- [Work to be completed]: Find the line with "Where in this screenshot is the white" in the entries below, then output every line from it down to the line with "Where in this screenshot is the hillside", exactly and with no pictures.

- [Supplied material]:
Start of Block

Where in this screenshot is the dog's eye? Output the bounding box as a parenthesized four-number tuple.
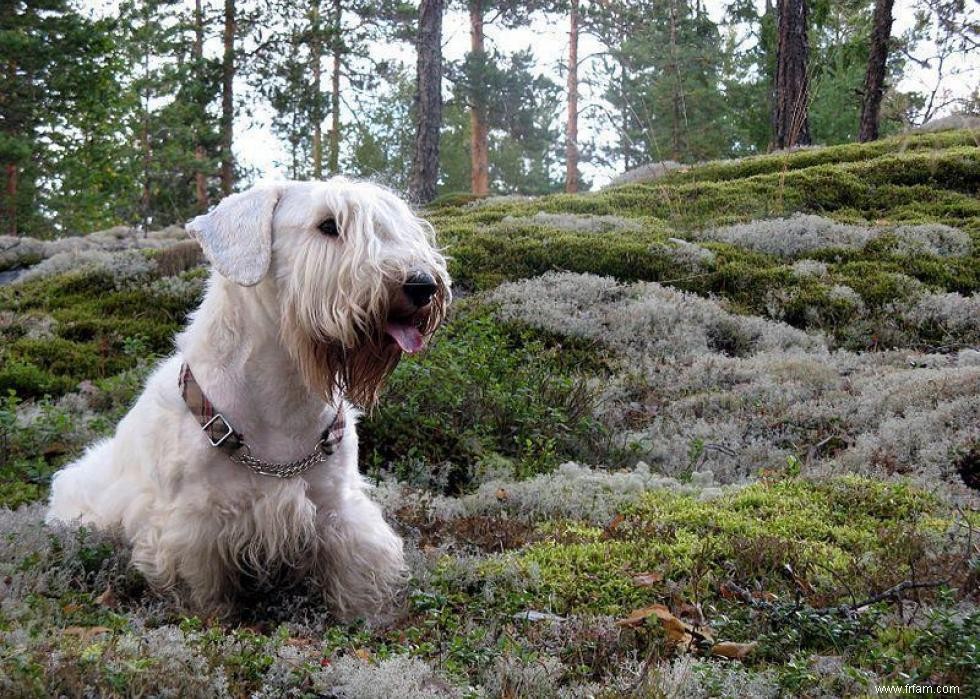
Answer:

End of Block
Start of Block

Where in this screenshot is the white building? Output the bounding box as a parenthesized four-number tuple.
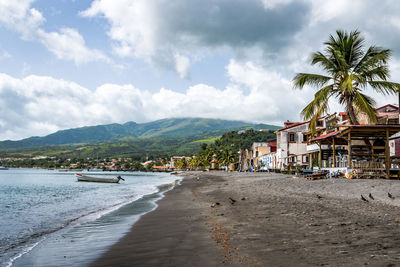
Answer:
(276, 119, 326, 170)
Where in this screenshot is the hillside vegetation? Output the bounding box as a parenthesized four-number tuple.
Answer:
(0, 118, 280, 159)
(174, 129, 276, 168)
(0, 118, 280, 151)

End of Block
Start of Block

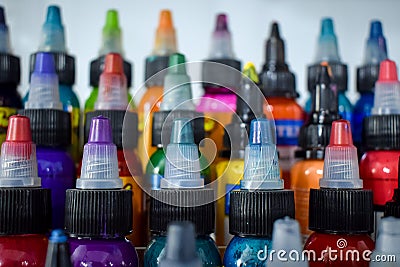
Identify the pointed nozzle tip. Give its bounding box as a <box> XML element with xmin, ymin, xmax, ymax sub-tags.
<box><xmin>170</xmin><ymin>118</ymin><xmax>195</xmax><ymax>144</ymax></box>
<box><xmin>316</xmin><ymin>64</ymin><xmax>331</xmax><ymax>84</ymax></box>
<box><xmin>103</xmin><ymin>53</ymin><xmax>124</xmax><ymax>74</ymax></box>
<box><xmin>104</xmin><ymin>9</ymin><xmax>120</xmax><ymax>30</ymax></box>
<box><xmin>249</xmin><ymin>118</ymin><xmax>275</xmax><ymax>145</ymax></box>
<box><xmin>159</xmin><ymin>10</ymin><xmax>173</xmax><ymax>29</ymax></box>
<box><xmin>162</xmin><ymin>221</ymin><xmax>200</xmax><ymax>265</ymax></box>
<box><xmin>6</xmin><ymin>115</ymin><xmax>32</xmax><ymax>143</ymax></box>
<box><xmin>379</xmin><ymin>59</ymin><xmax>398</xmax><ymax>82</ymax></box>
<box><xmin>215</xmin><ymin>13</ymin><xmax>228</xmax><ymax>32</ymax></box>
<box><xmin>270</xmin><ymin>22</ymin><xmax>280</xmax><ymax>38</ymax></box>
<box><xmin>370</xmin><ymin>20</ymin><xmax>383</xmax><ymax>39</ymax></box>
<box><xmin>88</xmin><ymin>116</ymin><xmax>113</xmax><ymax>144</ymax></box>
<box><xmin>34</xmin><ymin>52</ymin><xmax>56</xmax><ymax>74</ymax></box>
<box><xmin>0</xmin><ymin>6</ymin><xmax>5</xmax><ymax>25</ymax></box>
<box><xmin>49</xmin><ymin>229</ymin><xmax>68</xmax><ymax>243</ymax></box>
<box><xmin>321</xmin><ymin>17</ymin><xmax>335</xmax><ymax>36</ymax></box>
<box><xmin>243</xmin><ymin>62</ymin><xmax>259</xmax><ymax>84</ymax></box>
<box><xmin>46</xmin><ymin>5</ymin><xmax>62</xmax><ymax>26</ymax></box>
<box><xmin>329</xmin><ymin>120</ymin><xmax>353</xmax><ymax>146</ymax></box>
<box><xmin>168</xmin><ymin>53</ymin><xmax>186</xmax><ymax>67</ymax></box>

End of Block

- [Result for this exercise]:
Where in this screenshot is the white building? Output the bounding box as a parenthesized four-number tuple.
Answer:
(276, 119, 326, 170)
Where in this screenshot is the hillside vegetation? Output the bounding box as a parenthesized four-number tuple.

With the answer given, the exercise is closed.